What to work on: Your answer should be only the lines below from the one with "pin: the vof" to the one with "pin: the woman's", repeated exactly, ends included.

Records:
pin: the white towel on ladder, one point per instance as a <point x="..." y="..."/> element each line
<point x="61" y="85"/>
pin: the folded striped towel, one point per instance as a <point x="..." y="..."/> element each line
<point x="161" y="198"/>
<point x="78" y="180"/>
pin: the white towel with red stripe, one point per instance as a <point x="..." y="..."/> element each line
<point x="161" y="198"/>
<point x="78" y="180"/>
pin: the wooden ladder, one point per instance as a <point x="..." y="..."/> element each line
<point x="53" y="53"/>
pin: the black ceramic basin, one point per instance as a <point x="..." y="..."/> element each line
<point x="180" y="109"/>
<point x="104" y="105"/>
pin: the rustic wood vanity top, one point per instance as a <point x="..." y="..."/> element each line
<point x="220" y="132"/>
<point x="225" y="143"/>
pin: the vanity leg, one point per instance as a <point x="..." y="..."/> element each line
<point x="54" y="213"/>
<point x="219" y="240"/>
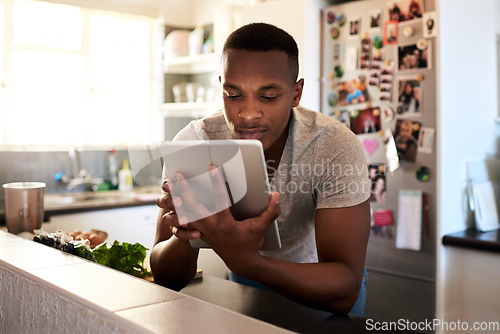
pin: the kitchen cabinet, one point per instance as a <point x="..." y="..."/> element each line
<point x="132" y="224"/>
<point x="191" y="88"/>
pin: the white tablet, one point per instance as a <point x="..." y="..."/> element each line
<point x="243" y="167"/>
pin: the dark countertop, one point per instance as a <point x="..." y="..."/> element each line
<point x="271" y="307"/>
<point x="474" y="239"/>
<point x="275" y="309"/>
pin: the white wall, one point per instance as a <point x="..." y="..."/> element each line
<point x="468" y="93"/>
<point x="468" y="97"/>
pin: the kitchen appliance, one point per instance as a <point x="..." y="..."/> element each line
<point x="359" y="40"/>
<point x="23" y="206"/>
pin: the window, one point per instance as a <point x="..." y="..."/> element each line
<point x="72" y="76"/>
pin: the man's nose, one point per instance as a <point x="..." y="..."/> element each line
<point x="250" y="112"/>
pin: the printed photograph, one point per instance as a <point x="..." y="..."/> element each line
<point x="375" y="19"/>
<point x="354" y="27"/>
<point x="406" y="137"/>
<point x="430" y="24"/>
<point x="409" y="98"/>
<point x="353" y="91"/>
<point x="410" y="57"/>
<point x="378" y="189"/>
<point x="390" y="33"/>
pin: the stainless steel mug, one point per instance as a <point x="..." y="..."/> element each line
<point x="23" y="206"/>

...

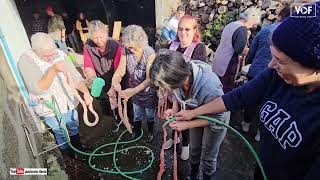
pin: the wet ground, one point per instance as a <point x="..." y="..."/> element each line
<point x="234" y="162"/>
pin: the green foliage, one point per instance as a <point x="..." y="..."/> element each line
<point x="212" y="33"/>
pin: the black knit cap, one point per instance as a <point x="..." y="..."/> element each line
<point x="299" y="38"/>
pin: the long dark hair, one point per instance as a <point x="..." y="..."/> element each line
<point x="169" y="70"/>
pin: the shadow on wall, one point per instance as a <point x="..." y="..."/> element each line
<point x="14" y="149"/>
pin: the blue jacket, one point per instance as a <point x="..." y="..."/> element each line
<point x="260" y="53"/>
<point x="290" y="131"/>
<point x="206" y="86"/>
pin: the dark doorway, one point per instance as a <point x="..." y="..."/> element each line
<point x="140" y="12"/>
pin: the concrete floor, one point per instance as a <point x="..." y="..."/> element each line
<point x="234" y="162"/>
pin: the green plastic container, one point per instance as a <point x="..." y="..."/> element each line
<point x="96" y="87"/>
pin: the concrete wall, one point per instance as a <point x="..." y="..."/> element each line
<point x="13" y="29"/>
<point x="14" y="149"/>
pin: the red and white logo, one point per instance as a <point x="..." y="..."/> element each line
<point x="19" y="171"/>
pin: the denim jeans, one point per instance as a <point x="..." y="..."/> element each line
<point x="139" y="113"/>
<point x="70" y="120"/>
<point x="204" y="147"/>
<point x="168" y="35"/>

---

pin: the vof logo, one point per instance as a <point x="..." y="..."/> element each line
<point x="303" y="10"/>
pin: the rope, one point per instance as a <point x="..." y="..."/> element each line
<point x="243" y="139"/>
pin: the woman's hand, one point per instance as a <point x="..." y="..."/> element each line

Your solution:
pin: the vof logo, one point per instance as a <point x="..." y="..."/> element each line
<point x="303" y="10"/>
pin: the rope, one point per instance as a <point x="..." y="..."/> element each line
<point x="243" y="139"/>
pin: the woman's hand, one point per instance as a <point x="..." y="..."/> element each line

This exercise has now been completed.